▸ YOUR TASK:
Which lines below contain "pool"? Copy every one of them.

Top of ENTRIES SUPPLIED

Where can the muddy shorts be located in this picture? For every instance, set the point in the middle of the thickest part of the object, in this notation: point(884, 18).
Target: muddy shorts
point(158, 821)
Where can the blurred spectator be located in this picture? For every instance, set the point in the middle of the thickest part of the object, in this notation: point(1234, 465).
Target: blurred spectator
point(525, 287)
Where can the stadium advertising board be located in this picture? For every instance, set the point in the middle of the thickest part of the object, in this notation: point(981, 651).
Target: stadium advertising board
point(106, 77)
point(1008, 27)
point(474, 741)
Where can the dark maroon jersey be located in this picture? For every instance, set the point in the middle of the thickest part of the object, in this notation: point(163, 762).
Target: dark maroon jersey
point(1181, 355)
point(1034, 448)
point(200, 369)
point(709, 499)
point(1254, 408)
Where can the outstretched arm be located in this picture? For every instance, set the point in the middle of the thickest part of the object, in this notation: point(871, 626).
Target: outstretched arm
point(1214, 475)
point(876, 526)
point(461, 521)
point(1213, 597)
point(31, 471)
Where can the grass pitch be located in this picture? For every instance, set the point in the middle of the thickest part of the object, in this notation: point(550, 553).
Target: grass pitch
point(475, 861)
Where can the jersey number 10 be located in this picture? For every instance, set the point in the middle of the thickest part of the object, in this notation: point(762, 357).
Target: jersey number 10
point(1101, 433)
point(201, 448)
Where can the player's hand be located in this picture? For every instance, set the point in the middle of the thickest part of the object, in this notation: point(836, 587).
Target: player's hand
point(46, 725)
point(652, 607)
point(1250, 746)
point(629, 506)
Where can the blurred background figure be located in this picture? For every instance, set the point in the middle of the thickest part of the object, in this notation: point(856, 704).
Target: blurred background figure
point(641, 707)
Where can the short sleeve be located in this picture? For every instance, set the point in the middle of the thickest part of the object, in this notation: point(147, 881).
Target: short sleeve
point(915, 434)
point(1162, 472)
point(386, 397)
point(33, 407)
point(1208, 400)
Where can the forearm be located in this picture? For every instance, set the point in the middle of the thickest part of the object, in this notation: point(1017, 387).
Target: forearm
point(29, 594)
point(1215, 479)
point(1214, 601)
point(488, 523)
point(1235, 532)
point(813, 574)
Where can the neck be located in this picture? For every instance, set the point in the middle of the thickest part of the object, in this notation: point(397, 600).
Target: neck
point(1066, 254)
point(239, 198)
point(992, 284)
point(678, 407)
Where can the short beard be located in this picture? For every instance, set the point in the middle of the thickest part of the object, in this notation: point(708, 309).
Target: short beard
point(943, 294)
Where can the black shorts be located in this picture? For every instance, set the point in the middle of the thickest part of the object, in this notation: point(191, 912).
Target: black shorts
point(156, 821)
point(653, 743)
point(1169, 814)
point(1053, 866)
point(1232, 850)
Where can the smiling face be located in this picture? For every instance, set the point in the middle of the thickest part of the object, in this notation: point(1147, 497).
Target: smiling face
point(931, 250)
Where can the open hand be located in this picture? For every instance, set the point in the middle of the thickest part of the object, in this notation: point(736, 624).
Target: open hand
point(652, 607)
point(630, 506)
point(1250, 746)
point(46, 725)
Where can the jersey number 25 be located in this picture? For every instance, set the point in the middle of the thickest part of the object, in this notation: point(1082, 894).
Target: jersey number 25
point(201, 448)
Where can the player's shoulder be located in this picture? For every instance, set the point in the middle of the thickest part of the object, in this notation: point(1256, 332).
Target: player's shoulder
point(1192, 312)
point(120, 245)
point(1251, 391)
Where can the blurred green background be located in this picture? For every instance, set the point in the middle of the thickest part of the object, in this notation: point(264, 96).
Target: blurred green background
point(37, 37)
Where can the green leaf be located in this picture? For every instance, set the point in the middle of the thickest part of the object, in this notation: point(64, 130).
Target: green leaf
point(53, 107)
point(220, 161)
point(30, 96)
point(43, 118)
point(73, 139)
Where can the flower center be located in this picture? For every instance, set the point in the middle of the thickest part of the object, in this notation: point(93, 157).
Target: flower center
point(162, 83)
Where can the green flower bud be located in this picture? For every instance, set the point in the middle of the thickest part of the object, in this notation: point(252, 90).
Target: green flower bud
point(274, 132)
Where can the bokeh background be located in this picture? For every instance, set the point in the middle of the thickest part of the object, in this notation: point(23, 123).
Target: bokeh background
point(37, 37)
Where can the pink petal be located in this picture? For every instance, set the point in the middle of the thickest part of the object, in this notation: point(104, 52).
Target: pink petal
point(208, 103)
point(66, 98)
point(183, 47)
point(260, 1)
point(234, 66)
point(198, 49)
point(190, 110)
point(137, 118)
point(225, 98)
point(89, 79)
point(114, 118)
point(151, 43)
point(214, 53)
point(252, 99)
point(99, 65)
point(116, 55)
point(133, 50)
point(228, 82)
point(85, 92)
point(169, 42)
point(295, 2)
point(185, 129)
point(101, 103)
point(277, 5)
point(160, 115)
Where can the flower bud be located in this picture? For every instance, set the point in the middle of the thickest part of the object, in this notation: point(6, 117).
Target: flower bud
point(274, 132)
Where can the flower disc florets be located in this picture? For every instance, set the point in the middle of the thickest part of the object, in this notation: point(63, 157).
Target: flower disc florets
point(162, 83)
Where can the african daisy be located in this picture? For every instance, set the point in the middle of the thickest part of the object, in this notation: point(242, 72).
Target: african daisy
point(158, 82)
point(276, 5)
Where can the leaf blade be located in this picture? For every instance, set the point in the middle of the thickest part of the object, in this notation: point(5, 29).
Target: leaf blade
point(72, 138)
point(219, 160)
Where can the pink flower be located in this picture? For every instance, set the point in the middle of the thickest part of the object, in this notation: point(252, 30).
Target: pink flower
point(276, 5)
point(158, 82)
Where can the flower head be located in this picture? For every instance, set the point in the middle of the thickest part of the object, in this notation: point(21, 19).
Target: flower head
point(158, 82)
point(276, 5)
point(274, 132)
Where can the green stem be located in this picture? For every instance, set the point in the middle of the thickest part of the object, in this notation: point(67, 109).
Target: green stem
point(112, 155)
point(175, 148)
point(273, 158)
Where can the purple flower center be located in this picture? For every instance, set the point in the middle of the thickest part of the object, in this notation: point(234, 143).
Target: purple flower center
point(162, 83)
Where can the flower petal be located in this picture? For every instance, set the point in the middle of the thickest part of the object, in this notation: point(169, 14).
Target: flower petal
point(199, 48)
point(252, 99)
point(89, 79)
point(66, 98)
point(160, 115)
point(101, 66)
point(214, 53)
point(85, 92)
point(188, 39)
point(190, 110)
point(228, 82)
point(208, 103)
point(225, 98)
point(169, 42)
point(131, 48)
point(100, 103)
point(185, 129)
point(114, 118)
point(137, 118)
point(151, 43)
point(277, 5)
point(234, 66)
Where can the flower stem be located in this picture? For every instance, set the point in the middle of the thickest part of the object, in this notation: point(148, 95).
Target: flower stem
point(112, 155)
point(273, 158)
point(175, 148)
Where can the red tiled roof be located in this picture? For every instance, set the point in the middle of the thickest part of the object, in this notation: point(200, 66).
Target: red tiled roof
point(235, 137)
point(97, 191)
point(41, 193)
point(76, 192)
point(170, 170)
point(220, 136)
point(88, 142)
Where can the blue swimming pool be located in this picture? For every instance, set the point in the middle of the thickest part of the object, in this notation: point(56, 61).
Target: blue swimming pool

Bottom of ENTRIES SUPPLIED

▸ SOLUTION FOR THIS EXERCISE:
Where can the blue swimming pool be located in this picture? For every instance, set the point in the middle of the thickest part of the object, in this notation: point(56, 61).
Target: blue swimming pool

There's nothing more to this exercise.